***** TEXTO

Esta comunidad parroquial de San Enrique y Santa Cunegunda necesita de obreros para su construcción espiritual. ¿Qué podría hacer el párroco sin la activa colaboración de los fieles? ¿Qué sería de los fieles si carecieran de un pastor? No basta tener un edificio, nuestra ambición es que el templo espiritual abarque todo este barrio para convertir a todos en “piedras vivas” (1Ped 2,5). Y esto es responsabilidad de todos ustedes.

Ante la magnitud de los desafíos, sentimos la desproporción evidente entre nuestros ideales y las fuerzas de que disponemos. Pero en la segunda lectura hemos escuchado lo que Jesús responde a San Pablo que se siente débil e impotente: “«Te basta mi gracia, porque mi poder triunfa en la debilidad»”. Más bien, me gloriaré de todo corazón en mi debilidad, para que resida en mí el poder de Cristo. Por eso, me complazco en mis debilidades, en los oprobios, en las privaciones, en las persecuciones y en las angustias soportadas por amor de Cristo; porque cuando soy débil, entonces soy fuerte” (2Cor 12,9s).

Pidamos cumplir siempre el compromiso adquirido el día en que recibimos el sacramento de nuestra Confirmación. Con las palabras rituales nos hemos comprometido a “ser testigos valientes de Jesús en todas partes, aunque tengamos que sufrir por eso desprecio y persecución”.

**********
***** ENTRADAS PROPORCIONADAS

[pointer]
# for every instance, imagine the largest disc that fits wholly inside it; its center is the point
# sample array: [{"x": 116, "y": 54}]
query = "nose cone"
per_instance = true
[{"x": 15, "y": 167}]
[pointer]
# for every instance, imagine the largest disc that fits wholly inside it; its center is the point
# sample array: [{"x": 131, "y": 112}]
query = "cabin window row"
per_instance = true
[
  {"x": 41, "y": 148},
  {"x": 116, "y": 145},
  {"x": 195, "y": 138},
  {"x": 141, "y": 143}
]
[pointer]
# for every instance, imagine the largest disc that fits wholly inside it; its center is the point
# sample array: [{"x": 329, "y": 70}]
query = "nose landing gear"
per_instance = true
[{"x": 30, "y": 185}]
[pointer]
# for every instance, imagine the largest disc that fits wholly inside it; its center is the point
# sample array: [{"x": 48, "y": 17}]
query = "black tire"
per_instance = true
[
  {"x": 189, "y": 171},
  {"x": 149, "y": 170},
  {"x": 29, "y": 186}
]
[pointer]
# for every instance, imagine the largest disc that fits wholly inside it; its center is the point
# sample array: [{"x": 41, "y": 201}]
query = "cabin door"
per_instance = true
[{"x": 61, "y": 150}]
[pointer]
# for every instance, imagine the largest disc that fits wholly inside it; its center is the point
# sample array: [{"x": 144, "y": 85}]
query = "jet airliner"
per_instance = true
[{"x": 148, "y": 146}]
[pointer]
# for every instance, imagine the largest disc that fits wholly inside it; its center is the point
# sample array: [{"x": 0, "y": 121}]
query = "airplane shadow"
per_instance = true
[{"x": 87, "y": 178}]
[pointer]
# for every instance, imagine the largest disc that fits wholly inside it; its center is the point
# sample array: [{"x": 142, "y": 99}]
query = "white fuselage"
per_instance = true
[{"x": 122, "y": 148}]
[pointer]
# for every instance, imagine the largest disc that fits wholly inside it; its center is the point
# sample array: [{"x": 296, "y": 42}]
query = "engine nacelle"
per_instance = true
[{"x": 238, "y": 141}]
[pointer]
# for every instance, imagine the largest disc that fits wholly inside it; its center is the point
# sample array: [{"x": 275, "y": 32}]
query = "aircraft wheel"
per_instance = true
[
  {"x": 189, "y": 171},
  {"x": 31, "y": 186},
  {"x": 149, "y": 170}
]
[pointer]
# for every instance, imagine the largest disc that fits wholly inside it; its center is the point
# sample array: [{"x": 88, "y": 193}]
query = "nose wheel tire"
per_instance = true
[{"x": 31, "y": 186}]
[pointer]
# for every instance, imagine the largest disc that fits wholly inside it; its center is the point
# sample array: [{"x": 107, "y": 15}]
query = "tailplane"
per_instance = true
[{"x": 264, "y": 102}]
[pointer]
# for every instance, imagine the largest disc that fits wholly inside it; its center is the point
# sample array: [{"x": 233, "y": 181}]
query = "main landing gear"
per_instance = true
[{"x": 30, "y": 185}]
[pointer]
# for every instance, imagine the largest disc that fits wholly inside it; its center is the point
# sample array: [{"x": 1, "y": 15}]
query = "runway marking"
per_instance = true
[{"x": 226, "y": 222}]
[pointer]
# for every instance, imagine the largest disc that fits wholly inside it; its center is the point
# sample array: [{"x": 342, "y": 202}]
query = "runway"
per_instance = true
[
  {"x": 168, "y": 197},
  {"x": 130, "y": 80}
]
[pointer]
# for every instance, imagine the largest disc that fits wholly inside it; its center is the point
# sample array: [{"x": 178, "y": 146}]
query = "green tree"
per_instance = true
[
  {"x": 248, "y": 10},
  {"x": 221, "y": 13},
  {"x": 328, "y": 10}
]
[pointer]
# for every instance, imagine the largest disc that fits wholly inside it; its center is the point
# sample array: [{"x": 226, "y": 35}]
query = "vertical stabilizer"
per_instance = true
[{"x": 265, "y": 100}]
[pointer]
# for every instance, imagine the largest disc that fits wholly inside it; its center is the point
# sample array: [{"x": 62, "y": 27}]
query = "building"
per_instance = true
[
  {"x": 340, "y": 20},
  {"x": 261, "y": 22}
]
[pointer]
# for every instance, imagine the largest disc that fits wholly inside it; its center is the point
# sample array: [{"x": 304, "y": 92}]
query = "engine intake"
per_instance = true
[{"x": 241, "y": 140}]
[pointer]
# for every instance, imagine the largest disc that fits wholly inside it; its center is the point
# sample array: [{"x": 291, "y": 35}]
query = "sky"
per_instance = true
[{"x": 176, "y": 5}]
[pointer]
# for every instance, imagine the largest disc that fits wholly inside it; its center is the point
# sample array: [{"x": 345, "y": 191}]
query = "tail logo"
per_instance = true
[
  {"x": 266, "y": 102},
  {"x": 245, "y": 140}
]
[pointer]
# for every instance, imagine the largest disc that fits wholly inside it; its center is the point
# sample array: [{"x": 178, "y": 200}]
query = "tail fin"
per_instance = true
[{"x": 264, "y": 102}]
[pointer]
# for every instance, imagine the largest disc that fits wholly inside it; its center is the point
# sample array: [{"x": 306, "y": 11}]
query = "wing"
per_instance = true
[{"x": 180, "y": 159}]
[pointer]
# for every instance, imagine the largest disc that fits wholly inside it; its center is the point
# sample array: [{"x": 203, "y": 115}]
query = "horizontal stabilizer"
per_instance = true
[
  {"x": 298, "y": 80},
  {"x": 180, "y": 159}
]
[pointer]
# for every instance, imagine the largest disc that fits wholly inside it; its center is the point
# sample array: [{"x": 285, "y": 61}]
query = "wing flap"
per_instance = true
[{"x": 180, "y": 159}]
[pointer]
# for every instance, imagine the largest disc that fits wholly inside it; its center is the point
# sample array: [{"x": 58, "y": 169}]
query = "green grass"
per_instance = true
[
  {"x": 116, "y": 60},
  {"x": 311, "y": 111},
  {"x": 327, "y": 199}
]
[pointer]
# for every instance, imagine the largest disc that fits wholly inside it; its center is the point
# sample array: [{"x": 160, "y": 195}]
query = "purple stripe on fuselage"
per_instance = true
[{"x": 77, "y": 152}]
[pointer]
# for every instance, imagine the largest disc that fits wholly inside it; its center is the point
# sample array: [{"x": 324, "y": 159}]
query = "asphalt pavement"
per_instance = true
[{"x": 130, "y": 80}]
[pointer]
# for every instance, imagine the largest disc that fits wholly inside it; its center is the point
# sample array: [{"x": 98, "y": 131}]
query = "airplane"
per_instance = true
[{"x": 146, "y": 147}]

**********

QUÉ HACER:
**a.** Vuelva a escribir, sin cambios, todo lo que va en el texto desde "Esta comunidad parroquial" hasta "de todos ustedes.".
**b.** Según el texto, ¿cómo se llama la comunidad parroquial que necesita obreros para su construcción espiritual?
Las filas vienen de otra fuente.

RESPUESTAS:
**a.**
Esta comunidad parroquial de San Enrique y Santa Cunegunda necesita de obreros para su construcción espiritual. ¿Qué podría hacer el párroco sin la activa colaboración de los fieles? ¿Qué sería de los fieles si carecieran de un pastor? No basta tener un edificio, nuestra ambición es que el templo espiritual abarque todo este barrio para convertir a todos en “piedras vivas” (1Ped 2,5). Y esto es responsabilidad de todos ustedes.

**b.** San Enrique y Santa Cunegunda.